» TEXT SECTION
□ □ □

A Colorado Botanic Garden Bucket List

‘Tis the season to start planning summer getaways, and there’s no better way to celebrate Colorado’s most colorful months than by visiting a botanic garden.

Aspen, Colorado

At 8,250 feet above sea level, this gem in Aspen is the world’s highest alpine garden. Founded by the Vail Alpine Garden Foundation in 1985, former first lady and avid gardener Betty Ford lent her name to the gardens in 1988.

There are 3,000 species of high-altitude plants showcased here in four distinct sections, including the Mountain Perennial Garden, Mountain Meditation Garden, Alpine Rock Garden, and the Children’s Garden.

There’s always something happening at the gardens. Guided snowshoe tours occur in the winter, but things heat up in May with a Butterfly Launch on the 18th and public tours of the gardens kicking off on May 29, 2017.

Denver, Colorado

If you’ve never visited the Denver Botanic Gardens, you need to get there this summer. My mother, who is a master gardener in the Pacific Northwest, absolutely adores these gardens and requests to visit any time she’s in Colorado.

Denver Botanic Gardens are thoughtfully laid out and often have art on display. Sculpture by Alexander Calder will be on display from April 28 through September 24, 2017.

The 66-year-old gardens cover 23 acres, feature a conservatory, a variety of themed gardens and an amphitheater.

One truly fascinating way to experience the Denver Botanic Gardens is to take a guided tour. There are a variety of tours available depending on your interests; there’s even Shakespeare-inspired tours taking place on special evenings in June and July.

Fort Collins, Colorado

In 2004, voters in Fort Collins supported a proposal to create a community horticultural center, and thus the gardens were born. Today, the gardens are a place for learning and contemplation, and act as a community hub for events such as yoga, wine tastings, holiday gatherings and more.

The gardens here feature many demonstration sites, such as the Sustainable Backyard demo and the Xeric Parkway Strip.

The Gardens on Spring Creek make the perfect destination for someone eager to learn more about the wonderful world of gardening.

Steamboat Springs, Colorado

After years of visiting Steamboat Springs, we discovered the Yampa River Botanic Park just last summer. At 6,880 feet above sea level, Steamboat isn’t the easiest place to grow a garden, but the plant life at this park proves that it can be done and it can be done well.

There are more than 50 gardens on this six-acre former horse pasture, including a medicinal herb garden, a spring bulb garden, a rock garden and more.

During the summer months the garden hosts yoga classes, gardening classes, weddings and musical events. The 22-year-old garden is celebrating it’s 20th anniversary this summer with a party scheduled for August 12.

□ □ □

» PROVIDED INFORMATION

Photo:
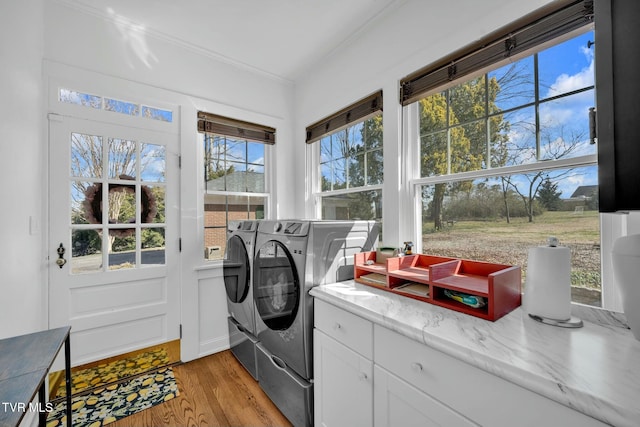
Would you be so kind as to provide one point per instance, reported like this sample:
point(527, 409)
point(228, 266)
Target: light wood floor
point(214, 391)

□ □ □

» TASK TO CARRY OUT
Condense the bucket list's paragraph beginning "In 2004, voters in Fort Collins" into a short bulleted list that keeps its main facts. Draw only on the bucket list.

» SOLUTION FOR THIS TASK
- In 2004, Fort Collins voters supported a proposal for a community horticultural center, and the gardens resulted.
- The gardens now serve as a place for learning and contemplation.
- They also act as a community hub for events such as yoga, wine tastings and holiday gatherings.